- **Assignment**
Return all the data below as it stands, minus the pictures.

- **Data shown**
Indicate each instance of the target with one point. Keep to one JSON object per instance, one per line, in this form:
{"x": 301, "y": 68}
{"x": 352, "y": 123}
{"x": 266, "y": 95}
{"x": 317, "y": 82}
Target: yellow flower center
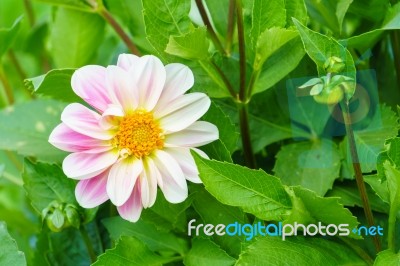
{"x": 138, "y": 135}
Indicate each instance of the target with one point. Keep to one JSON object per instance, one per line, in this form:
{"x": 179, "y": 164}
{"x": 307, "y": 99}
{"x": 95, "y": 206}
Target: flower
{"x": 137, "y": 137}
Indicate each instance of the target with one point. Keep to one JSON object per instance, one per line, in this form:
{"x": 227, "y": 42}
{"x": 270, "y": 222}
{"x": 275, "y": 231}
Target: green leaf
{"x": 45, "y": 183}
{"x": 295, "y": 9}
{"x": 320, "y": 48}
{"x": 75, "y": 37}
{"x": 279, "y": 65}
{"x": 387, "y": 257}
{"x": 8, "y": 36}
{"x": 265, "y": 15}
{"x": 269, "y": 42}
{"x": 204, "y": 252}
{"x": 324, "y": 210}
{"x": 212, "y": 211}
{"x": 298, "y": 251}
{"x": 368, "y": 39}
{"x": 130, "y": 251}
{"x": 147, "y": 233}
{"x": 163, "y": 19}
{"x": 56, "y": 84}
{"x": 370, "y": 141}
{"x": 192, "y": 45}
{"x": 9, "y": 254}
{"x": 258, "y": 193}
{"x": 314, "y": 165}
{"x": 74, "y": 4}
{"x": 227, "y": 130}
{"x": 26, "y": 126}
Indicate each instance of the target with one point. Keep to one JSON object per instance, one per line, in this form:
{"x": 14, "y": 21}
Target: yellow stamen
{"x": 138, "y": 135}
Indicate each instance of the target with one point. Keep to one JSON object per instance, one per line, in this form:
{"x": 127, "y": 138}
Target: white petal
{"x": 66, "y": 139}
{"x": 149, "y": 73}
{"x": 186, "y": 162}
{"x": 122, "y": 179}
{"x": 179, "y": 80}
{"x": 132, "y": 208}
{"x": 183, "y": 111}
{"x": 126, "y": 61}
{"x": 197, "y": 134}
{"x": 122, "y": 88}
{"x": 88, "y": 82}
{"x": 83, "y": 165}
{"x": 174, "y": 184}
{"x": 85, "y": 121}
{"x": 148, "y": 184}
{"x": 91, "y": 192}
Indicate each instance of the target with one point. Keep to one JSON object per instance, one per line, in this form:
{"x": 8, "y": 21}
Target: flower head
{"x": 136, "y": 136}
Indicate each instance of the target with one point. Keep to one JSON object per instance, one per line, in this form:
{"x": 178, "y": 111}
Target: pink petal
{"x": 84, "y": 165}
{"x": 126, "y": 61}
{"x": 186, "y": 163}
{"x": 174, "y": 184}
{"x": 88, "y": 82}
{"x": 183, "y": 111}
{"x": 149, "y": 73}
{"x": 66, "y": 139}
{"x": 197, "y": 134}
{"x": 122, "y": 88}
{"x": 122, "y": 179}
{"x": 132, "y": 208}
{"x": 148, "y": 181}
{"x": 91, "y": 192}
{"x": 85, "y": 121}
{"x": 179, "y": 80}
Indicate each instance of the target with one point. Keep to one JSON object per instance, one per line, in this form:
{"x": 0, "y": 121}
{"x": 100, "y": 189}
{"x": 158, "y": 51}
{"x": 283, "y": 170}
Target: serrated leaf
{"x": 45, "y": 183}
{"x": 204, "y": 252}
{"x": 325, "y": 210}
{"x": 387, "y": 257}
{"x": 9, "y": 254}
{"x": 279, "y": 65}
{"x": 254, "y": 191}
{"x": 26, "y": 126}
{"x": 163, "y": 19}
{"x": 130, "y": 251}
{"x": 147, "y": 233}
{"x": 370, "y": 141}
{"x": 298, "y": 251}
{"x": 75, "y": 37}
{"x": 8, "y": 36}
{"x": 313, "y": 165}
{"x": 265, "y": 15}
{"x": 320, "y": 47}
{"x": 192, "y": 45}
{"x": 55, "y": 84}
{"x": 213, "y": 212}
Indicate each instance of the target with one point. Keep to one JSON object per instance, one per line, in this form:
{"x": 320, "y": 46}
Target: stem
{"x": 210, "y": 29}
{"x": 242, "y": 51}
{"x": 231, "y": 27}
{"x": 7, "y": 87}
{"x": 29, "y": 12}
{"x": 392, "y": 227}
{"x": 245, "y": 134}
{"x": 88, "y": 243}
{"x": 118, "y": 29}
{"x": 360, "y": 252}
{"x": 357, "y": 171}
{"x": 395, "y": 39}
{"x": 225, "y": 80}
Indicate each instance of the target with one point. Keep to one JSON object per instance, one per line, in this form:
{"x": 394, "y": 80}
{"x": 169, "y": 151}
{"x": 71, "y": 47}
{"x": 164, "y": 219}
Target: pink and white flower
{"x": 137, "y": 136}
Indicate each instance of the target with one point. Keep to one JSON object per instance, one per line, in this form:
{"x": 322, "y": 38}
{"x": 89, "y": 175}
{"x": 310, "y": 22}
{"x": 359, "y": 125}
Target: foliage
{"x": 346, "y": 54}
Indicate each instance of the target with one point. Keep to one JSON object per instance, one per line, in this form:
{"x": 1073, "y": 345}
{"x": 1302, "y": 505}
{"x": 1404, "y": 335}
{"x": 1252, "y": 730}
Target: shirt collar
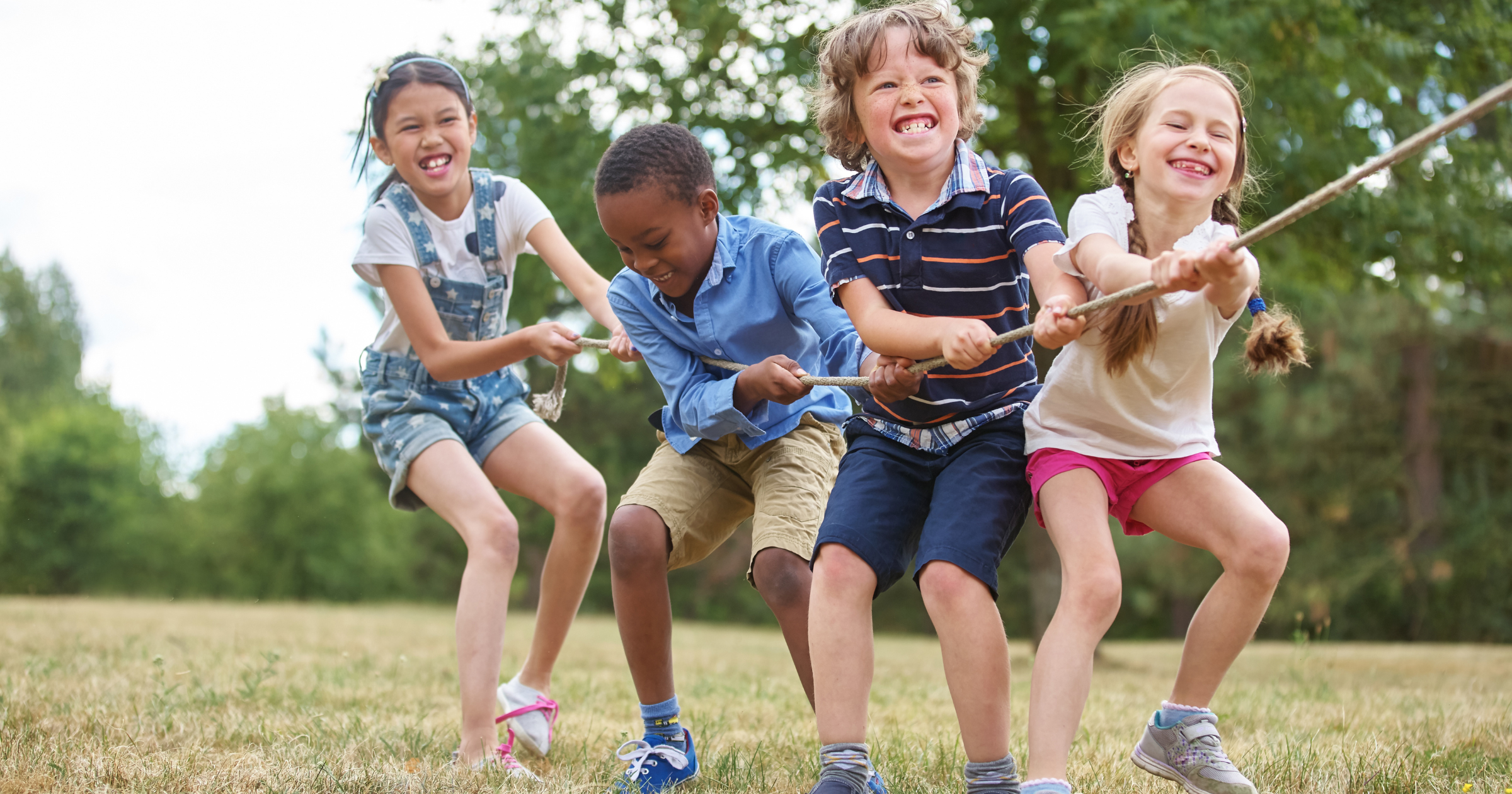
{"x": 970, "y": 175}
{"x": 719, "y": 271}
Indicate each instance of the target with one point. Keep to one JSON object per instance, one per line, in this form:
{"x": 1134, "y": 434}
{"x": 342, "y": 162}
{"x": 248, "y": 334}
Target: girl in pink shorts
{"x": 1124, "y": 424}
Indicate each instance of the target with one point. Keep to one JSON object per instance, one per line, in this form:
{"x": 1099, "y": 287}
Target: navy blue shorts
{"x": 893, "y": 503}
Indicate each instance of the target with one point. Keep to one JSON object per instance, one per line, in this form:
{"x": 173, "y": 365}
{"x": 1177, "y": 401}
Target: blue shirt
{"x": 764, "y": 296}
{"x": 962, "y": 258}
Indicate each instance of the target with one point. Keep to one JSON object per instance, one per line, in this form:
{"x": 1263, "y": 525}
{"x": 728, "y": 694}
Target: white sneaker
{"x": 531, "y": 715}
{"x": 1191, "y": 754}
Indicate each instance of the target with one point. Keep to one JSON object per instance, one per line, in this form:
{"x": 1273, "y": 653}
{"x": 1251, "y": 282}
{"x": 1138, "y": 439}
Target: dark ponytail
{"x": 386, "y": 87}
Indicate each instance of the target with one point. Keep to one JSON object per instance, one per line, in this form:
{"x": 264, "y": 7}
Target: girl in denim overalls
{"x": 444, "y": 409}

- **Solution for this task**
Indicate each instance of the target with one point. Keep to one JSON object per instance, one per line, in this form:
{"x": 301, "y": 68}
{"x": 352, "y": 123}
{"x": 266, "y": 95}
{"x": 317, "y": 82}
Target: yellow flower center
{"x": 138, "y": 135}
Indicate each instance of the target with one point. Keep to one JSON object per instance, one per line, in this form:
{"x": 179, "y": 164}
{"x": 307, "y": 99}
{"x": 95, "y": 206}
Target: flower
{"x": 137, "y": 137}
Indicate each instance of the target with one point. Keep to one JSON object per instance, one per line, in this form:
{"x": 227, "y": 42}
{"x": 270, "y": 222}
{"x": 275, "y": 231}
Target: green leaf
{"x": 45, "y": 183}
{"x": 295, "y": 9}
{"x": 320, "y": 48}
{"x": 75, "y": 37}
{"x": 279, "y": 65}
{"x": 387, "y": 257}
{"x": 8, "y": 36}
{"x": 265, "y": 15}
{"x": 269, "y": 42}
{"x": 204, "y": 252}
{"x": 324, "y": 210}
{"x": 212, "y": 211}
{"x": 298, "y": 251}
{"x": 368, "y": 39}
{"x": 130, "y": 251}
{"x": 147, "y": 233}
{"x": 163, "y": 19}
{"x": 56, "y": 84}
{"x": 370, "y": 141}
{"x": 192, "y": 45}
{"x": 9, "y": 254}
{"x": 258, "y": 193}
{"x": 314, "y": 165}
{"x": 74, "y": 4}
{"x": 227, "y": 130}
{"x": 26, "y": 126}
Indicate each instance of the target with one point. Keep to one JSON object per instance, one per line, in this form:
{"x": 14, "y": 21}
Target: yellow stamen
{"x": 138, "y": 135}
Indicate each instance of the target with one point. Keep to one JSON object per instance, one per line, in this form:
{"x": 127, "y": 138}
Target: white petal
{"x": 66, "y": 139}
{"x": 149, "y": 73}
{"x": 186, "y": 162}
{"x": 122, "y": 179}
{"x": 179, "y": 80}
{"x": 132, "y": 208}
{"x": 183, "y": 111}
{"x": 126, "y": 61}
{"x": 197, "y": 134}
{"x": 122, "y": 88}
{"x": 88, "y": 82}
{"x": 83, "y": 165}
{"x": 174, "y": 184}
{"x": 85, "y": 121}
{"x": 148, "y": 184}
{"x": 91, "y": 192}
Indicate each instance of the target with one point. Keep to one JSON object per instance, one per line, in this form:
{"x": 8, "y": 21}
Target: flower head
{"x": 136, "y": 136}
Indicate each instance of the target with one point. Keep to one JSON object per instance, one per line, in this form:
{"x": 178, "y": 111}
Target: pink petal
{"x": 84, "y": 165}
{"x": 126, "y": 61}
{"x": 186, "y": 163}
{"x": 174, "y": 184}
{"x": 88, "y": 82}
{"x": 183, "y": 111}
{"x": 149, "y": 73}
{"x": 66, "y": 139}
{"x": 197, "y": 134}
{"x": 122, "y": 88}
{"x": 122, "y": 179}
{"x": 132, "y": 208}
{"x": 148, "y": 181}
{"x": 91, "y": 192}
{"x": 85, "y": 121}
{"x": 179, "y": 80}
Indicate each instance of the target with one point. Keep to one JSON object per instance, one per line, in this form:
{"x": 0, "y": 121}
{"x": 100, "y": 189}
{"x": 158, "y": 51}
{"x": 283, "y": 170}
Target: serrated leaf
{"x": 45, "y": 183}
{"x": 204, "y": 252}
{"x": 325, "y": 210}
{"x": 387, "y": 257}
{"x": 9, "y": 254}
{"x": 279, "y": 65}
{"x": 254, "y": 191}
{"x": 26, "y": 126}
{"x": 163, "y": 19}
{"x": 130, "y": 251}
{"x": 147, "y": 233}
{"x": 370, "y": 141}
{"x": 298, "y": 251}
{"x": 75, "y": 37}
{"x": 8, "y": 36}
{"x": 313, "y": 165}
{"x": 265, "y": 15}
{"x": 320, "y": 47}
{"x": 192, "y": 45}
{"x": 55, "y": 84}
{"x": 213, "y": 212}
Indicate each instance of the target with one point. Keep to one JSON object per instance, one per line, in this form:
{"x": 320, "y": 46}
Target: stem
{"x": 210, "y": 29}
{"x": 242, "y": 51}
{"x": 231, "y": 27}
{"x": 7, "y": 87}
{"x": 29, "y": 12}
{"x": 392, "y": 227}
{"x": 245, "y": 134}
{"x": 88, "y": 243}
{"x": 118, "y": 29}
{"x": 360, "y": 252}
{"x": 357, "y": 171}
{"x": 395, "y": 39}
{"x": 225, "y": 80}
Indicate each instance of the target with one point. Keep to one JSON object per instance, one per line, in this form:
{"x": 394, "y": 80}
{"x": 169, "y": 151}
{"x": 71, "y": 47}
{"x": 164, "y": 219}
Target: pink and white flower
{"x": 137, "y": 136}
Indicate each instance of the target with one point. Keep to one JSON object per instance, one per line, in this form:
{"x": 322, "y": 38}
{"x": 89, "y": 175}
{"x": 310, "y": 22}
{"x": 359, "y": 125}
Target: foliage
{"x": 346, "y": 54}
Indicate each instance of the target with one point. Keep to one JSON object per instance, one per line, in this form:
{"x": 1073, "y": 345}
{"x": 1302, "y": 505}
{"x": 1404, "y": 335}
{"x": 1252, "y": 730}
Target: shirt collar
{"x": 970, "y": 175}
{"x": 719, "y": 271}
Indicate each instance of the target with one point. Keep to one JSON object per instance, one per line, in this form:
{"x": 1134, "y": 434}
{"x": 342, "y": 162}
{"x": 248, "y": 334}
Target: girl in pink shorts
{"x": 1124, "y": 424}
Indicate each instance of the target with one point. Keep to one JSON object per instance, one per line, in this form:
{"x": 1099, "y": 287}
Target: navy blue shorts
{"x": 893, "y": 503}
Indicate each instance of the target with one point. Keep to one JSON object per instance, one per line, in this form:
{"x": 173, "y": 365}
{"x": 1177, "y": 401}
Target: blue shirt
{"x": 764, "y": 296}
{"x": 962, "y": 258}
Indicate each instance of the target with one point. Keep to one JSON object per instance, one per line, in this form:
{"x": 1263, "y": 525}
{"x": 728, "y": 694}
Target: white sneaker
{"x": 531, "y": 715}
{"x": 1191, "y": 754}
Indicate each instance of the target with one point. Keep to one JSON object per instance, one per line, in this form:
{"x": 1273, "y": 653}
{"x": 1251, "y": 282}
{"x": 1138, "y": 439}
Target: dark ponytail
{"x": 386, "y": 87}
Indicate each instance of the target with one point. Keep to one JSON object per instance, one per line, in this form:
{"x": 264, "y": 7}
Target: girl in denim overalls
{"x": 444, "y": 409}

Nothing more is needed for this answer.